→ PROMPT:
Write out the passage of the urban renewal guide from "What is Tax" up to and including "used to finance?", word for word.

::: TEXT PASSAGE

Archive | January, 2012

ABC’s of Urban Renewal

12 Jan

An Abbreviated Guide to Helping You Understand
the Basics of Urban Renewal in Colorado

According to National Public Radio’s (NPR) website, “The 2012 session is likely to be a tough one … rife with partisan politics.” Unfortunately, and unlike many issues that will be discussed by the legislature this year, urban renewal is one of those rare topics that cross party lines. It seems to evoke emotions in both Democrats and Republicans, and experience has shown that at the root of these emotions is either misinformation or a lack of information.

In an effort to educate the Colorado citizenry and its leaders about what is fact versus fiction when it comes to urban renewal, Downtown Colorado, Inc., together with the Colorado Municipal League and Ricker Cunningham, are going to publish a series of articles on this topic, featuring questions and answers; testimonials from both citizens and community leaders with first-hand knowledge of urban renewal projects; case studies; and, legislative updates.

This, the first of these articles, is intended to provide you with a foundation of understanding about urban renewal through a series of questions and answers often raised during the urban renewal planning process We welcome any comments you might have on this series – possible topics, perspectives or testimonials.

What is urban renewal?
Urban renewal is a statutory tool used by municipalities to make improvements within a designated area of the community. The Denver Urban Renewal Authority’s website describes it as a “tool used to assist in the redevelopment of blighted property and help foster sound growth and development.” With establishment of an urban renewal area by the local governing body, new tax revenues (Tax Increment Financing – TIF) resulting from and created by future taxable improvements may be reinvested in the area for purposes of public benefit.

What is Tax Increment Financing (TIF)?
Tax Increment Financing (TIF) is a unique mechanism that enables an urban renewal authority to use the net new tax revenues generated by projects within a designated urban renewal area to help finance future improvements. TIF is a new source of tax revenue, not an additional tax, that would not be available but for new investment.

What can TIF be used to finance?

::::::
::: MATERIAL PROVIDED

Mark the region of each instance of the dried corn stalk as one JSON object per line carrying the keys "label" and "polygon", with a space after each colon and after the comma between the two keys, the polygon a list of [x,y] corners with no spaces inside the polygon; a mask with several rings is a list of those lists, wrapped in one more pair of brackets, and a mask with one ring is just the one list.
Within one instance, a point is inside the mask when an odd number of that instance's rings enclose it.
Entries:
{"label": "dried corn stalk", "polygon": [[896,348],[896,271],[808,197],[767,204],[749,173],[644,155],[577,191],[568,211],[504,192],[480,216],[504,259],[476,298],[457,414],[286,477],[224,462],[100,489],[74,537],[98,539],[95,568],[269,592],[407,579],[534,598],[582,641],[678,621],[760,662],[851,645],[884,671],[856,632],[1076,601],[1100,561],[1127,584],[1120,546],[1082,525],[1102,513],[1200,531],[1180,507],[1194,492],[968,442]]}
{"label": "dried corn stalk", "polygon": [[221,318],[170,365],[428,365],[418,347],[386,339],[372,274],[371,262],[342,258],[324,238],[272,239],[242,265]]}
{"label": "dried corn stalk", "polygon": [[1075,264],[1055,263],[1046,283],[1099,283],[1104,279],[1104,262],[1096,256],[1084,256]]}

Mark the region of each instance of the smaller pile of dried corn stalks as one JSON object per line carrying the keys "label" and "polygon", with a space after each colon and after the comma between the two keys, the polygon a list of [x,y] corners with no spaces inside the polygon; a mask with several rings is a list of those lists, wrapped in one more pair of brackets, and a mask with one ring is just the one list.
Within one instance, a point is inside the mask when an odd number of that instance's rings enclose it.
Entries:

::::::

→ ANSWER TO THE PROBLEM:
What is Tax Increment Financing (TIF)?
Tax Increment Financing (TIF) is a unique mechanism that enables an urban renewal authority to use the net new tax revenues generated by projects within a designated urban renewal area to help finance future improvements. TIF is a new source of tax revenue, not an additional tax, that would not be available but for new investment.

What can TIF be used to finance?